━━━ DATASET ROWS

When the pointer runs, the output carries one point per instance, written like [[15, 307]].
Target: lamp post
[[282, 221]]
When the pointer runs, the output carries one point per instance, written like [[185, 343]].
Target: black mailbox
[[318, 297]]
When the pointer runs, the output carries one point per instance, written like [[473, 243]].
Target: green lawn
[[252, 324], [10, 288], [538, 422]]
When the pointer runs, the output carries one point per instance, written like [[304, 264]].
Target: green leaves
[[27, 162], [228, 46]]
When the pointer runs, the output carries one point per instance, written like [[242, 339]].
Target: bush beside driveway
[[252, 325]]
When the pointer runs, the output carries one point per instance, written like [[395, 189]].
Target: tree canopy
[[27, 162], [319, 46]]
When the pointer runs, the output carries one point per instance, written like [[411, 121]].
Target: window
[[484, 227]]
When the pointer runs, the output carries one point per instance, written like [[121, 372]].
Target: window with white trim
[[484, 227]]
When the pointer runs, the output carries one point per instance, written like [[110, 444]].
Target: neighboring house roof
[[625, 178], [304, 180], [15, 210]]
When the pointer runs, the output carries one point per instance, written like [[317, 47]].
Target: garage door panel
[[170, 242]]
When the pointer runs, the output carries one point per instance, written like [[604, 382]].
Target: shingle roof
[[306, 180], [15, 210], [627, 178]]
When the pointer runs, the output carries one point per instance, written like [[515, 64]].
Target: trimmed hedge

━━━━━━

_THE TASK_
Reproduce every item above with "Target" swapped for "Object" and nothing else changed.

_EXPECTED ANSWER_
When the pointer runs, the output carries one point per instance, written like [[15, 307]].
Object: lamp post
[[282, 221]]
When the pointer runs, the output carries one point per instance, written like [[185, 343]].
Object: black mailbox
[[318, 297]]
When the pointer runs, the output carries one point per instance, written like [[473, 243]].
Object: green lawn
[[252, 324], [10, 288], [538, 422]]
When the pointer runs, the output carries one point per instance, written like [[304, 264]].
Object: green leaves
[[27, 162], [228, 46]]
When the pointer runs, the output carries one point per instance, written like [[242, 339]].
Object: bush beside driveway
[[252, 325]]
When the pointer runs, the output carries one point per instance, written like [[395, 189]].
Object: tree canopy
[[27, 162], [319, 46]]
When the pointer runs, the output carries one point per instance, written like [[411, 121]].
Object: window
[[484, 227]]
When the pointer runs, the output carries one point per instance, written like [[121, 372]].
Object: window with white trim
[[484, 227]]
When the pointer runs, the output carries one point per instance, written like [[110, 444]].
Object: neighboring house roof
[[625, 178], [304, 180], [15, 210]]
When the pointer runs, the output carries one point per instance, written like [[317, 47]].
Object: garage door panel
[[170, 242]]
When the pointer runs, the output carries one point per instance, written like [[604, 382]].
Object: shingle roof
[[306, 180], [15, 210], [627, 178]]
When the pointer runs, the output carries one point per instance, written like [[515, 64]].
Object: trimmed hedge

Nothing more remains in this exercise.